Below is a set of records. Please retype every one exactly.

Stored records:
========

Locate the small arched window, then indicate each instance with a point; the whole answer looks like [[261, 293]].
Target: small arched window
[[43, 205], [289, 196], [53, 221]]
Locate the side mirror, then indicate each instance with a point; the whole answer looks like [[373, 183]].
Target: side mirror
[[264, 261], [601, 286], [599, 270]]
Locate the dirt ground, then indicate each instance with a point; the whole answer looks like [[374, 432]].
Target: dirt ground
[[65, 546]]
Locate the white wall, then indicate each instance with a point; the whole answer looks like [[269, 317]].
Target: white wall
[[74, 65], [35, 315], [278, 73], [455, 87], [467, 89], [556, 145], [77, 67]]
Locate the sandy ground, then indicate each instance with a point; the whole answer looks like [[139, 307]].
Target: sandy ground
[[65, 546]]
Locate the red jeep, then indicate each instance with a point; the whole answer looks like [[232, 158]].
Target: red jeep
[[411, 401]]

========

**Answer for the task:**
Locate the small arched window, then indicate each instance with a point; the whole answer looks like [[261, 293]].
Target: small arched window
[[43, 205], [289, 196], [53, 221]]
Locate the side mirror, then indicate each instance with a point; the whole answer looks like [[373, 183]].
Target: side mirror
[[264, 261], [601, 286], [599, 270]]
Locate the dirt ground, then indicate each instance with a point; the whole answer looks like [[374, 432]].
Target: dirt ground
[[65, 546]]
Locate the white wall, then indicate each instance with a point; the whole answer looks like [[269, 317]].
Target: white wall
[[74, 65], [35, 315], [278, 73], [455, 87], [467, 89], [556, 145], [77, 67]]
Locate the sandy ground, then indicate each instance with a point; the whole answer looks like [[139, 307]].
Target: sandy ground
[[65, 546]]
Locate the red jeep, then indicate each instance with a point; the whole answer looks like [[232, 158]].
Target: red jeep
[[411, 401]]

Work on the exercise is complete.